----- Records to process

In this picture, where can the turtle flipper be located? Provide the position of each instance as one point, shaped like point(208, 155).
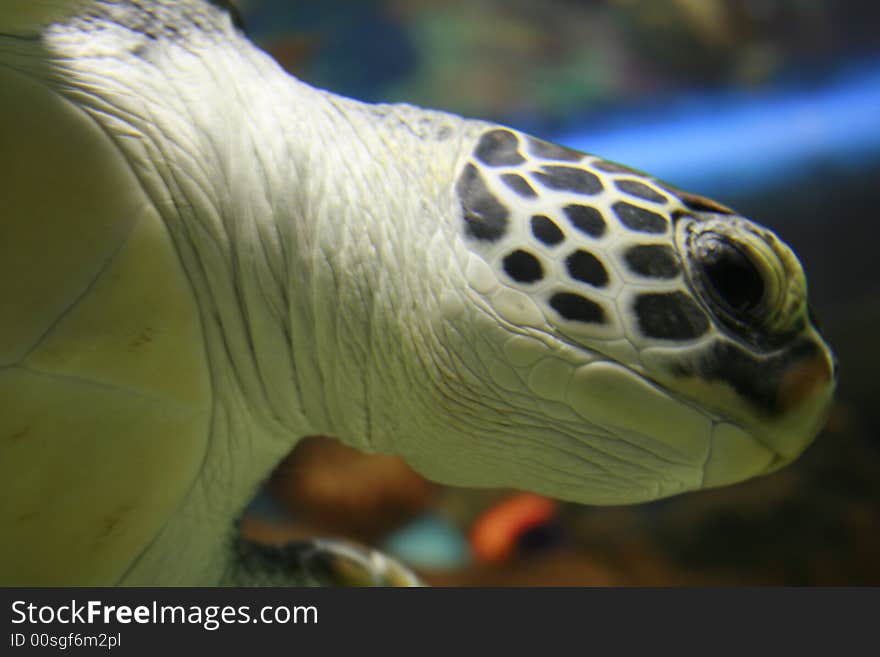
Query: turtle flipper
point(317, 562)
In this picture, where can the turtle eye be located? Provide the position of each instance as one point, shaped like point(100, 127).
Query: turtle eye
point(731, 278)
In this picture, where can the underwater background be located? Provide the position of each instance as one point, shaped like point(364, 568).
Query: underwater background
point(769, 106)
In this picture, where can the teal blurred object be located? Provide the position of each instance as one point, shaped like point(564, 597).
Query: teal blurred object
point(430, 543)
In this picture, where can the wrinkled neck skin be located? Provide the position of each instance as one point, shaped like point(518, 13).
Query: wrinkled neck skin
point(317, 233)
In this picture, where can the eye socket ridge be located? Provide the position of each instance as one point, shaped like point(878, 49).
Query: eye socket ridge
point(730, 276)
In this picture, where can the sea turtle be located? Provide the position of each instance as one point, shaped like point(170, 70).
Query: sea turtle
point(203, 259)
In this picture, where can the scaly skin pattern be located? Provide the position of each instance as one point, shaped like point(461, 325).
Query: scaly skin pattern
point(498, 310)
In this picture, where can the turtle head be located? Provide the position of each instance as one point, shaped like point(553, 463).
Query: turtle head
point(653, 341)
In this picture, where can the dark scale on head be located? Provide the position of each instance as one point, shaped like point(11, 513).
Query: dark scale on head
point(523, 267)
point(586, 219)
point(639, 219)
point(640, 190)
point(586, 268)
point(550, 151)
point(485, 218)
point(519, 184)
point(756, 378)
point(546, 231)
point(670, 316)
point(577, 308)
point(653, 261)
point(499, 148)
point(569, 179)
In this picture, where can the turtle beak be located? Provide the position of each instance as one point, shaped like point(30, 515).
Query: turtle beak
point(805, 391)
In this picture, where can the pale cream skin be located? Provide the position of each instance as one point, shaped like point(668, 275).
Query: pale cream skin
point(207, 260)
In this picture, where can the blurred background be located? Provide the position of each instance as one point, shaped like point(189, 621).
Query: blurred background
point(770, 106)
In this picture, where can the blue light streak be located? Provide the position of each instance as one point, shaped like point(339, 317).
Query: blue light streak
point(737, 142)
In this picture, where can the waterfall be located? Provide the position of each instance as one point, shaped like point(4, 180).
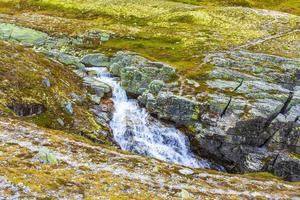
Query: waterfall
point(136, 131)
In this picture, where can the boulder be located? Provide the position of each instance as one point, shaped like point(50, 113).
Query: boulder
point(137, 73)
point(95, 60)
point(26, 36)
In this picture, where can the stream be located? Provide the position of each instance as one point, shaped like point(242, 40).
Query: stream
point(136, 131)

----------

Turn all of the data above into a numbered list with one line per entry, skipping blank lines and leaving the pictures out.

§ **Answer to the task**:
1. In this picture, where can the turtle flipper be located? Provide the position of each instance as one point, shaped like point(208, 155).
2. Query: turtle flipper
3. point(317, 562)
4. In this picture, where can the turtle eye be located? Provide the position of each instance as one point, shaped like point(100, 127).
5. Query: turtle eye
6. point(731, 278)
7. In this picture, where can the underwater background be located? Provide the position of each instance as one point, shaped like point(364, 568).
8. Query: underwater background
9. point(769, 106)
10. In this picture, where can the teal blurred object be located? Provide the position of each instance as one point, shaped like point(564, 597).
11. Query: teal blurred object
12. point(430, 543)
13. In this picture, where can the wrinkled neck skin be located? Provide the position of each instance as one point, shaped like point(518, 13).
14. Query: wrinkled neck skin
15. point(317, 233)
16. In this picture, where can the eye socket ridge be located? Provide the position of each instance as one point, shaped like point(878, 49).
17. Query: eye socket ridge
18. point(730, 276)
19. In this picture, where can the sea turtle be located? Provide the position of each instance as one point, shaped like point(170, 70).
20. Query: sea turtle
21. point(203, 259)
22. In this picture, where can the scaly skin pattern be located? Provide the position of each instance as one point, shaped like point(461, 325).
23. Query: scaly skin pattern
24. point(498, 310)
25. In this picture, where can the turtle head be located? Provide the position of each instance as one point, shaped like point(553, 463).
26. Query: turtle head
27. point(653, 341)
28. In this picture, where can the dark scale on head be located? Provide the position of each instance as one point, shaped like point(11, 513).
29. Query: dark scale on head
30. point(523, 267)
31. point(586, 219)
32. point(639, 219)
33. point(640, 190)
34. point(586, 268)
35. point(550, 151)
36. point(485, 218)
37. point(519, 184)
38. point(756, 378)
39. point(546, 231)
40. point(670, 316)
41. point(577, 308)
42. point(653, 261)
43. point(499, 148)
44. point(569, 179)
45. In this picture, where can the turtle beak be located? Provide the position of each instance as one point, shaped like point(30, 515).
46. Query: turtle beak
47. point(805, 391)
48. In this picture, where can the pale cream skin be located? Provide the position of each instance as one point, shaped like point(668, 275).
49. Query: pale cream skin
50. point(207, 260)
51. In this picture, where can the blurred background be located? Provide the position of each instance as one point, shaped like point(189, 621).
52. Query: blurred background
53. point(770, 106)
54. In this picture, where can the blue light streak be located? Provide the position of each instance as one point, shaped like point(339, 317).
55. Query: blue light streak
56. point(737, 142)
57. In this picture, where can the waterfall be located? Provide the position of each instance as one point, shaped like point(4, 180).
58. Query: waterfall
59. point(136, 131)
60. In this picture, where can the boulder be located? Provide the position of each instance as one point, shaped like point(50, 113).
61. Query: boulder
62. point(137, 73)
63. point(95, 60)
64. point(26, 36)
65. In this picture, where can the stream be located? Provide the position of each instance as one point, shaped like point(242, 40).
66. Query: stream
67. point(136, 131)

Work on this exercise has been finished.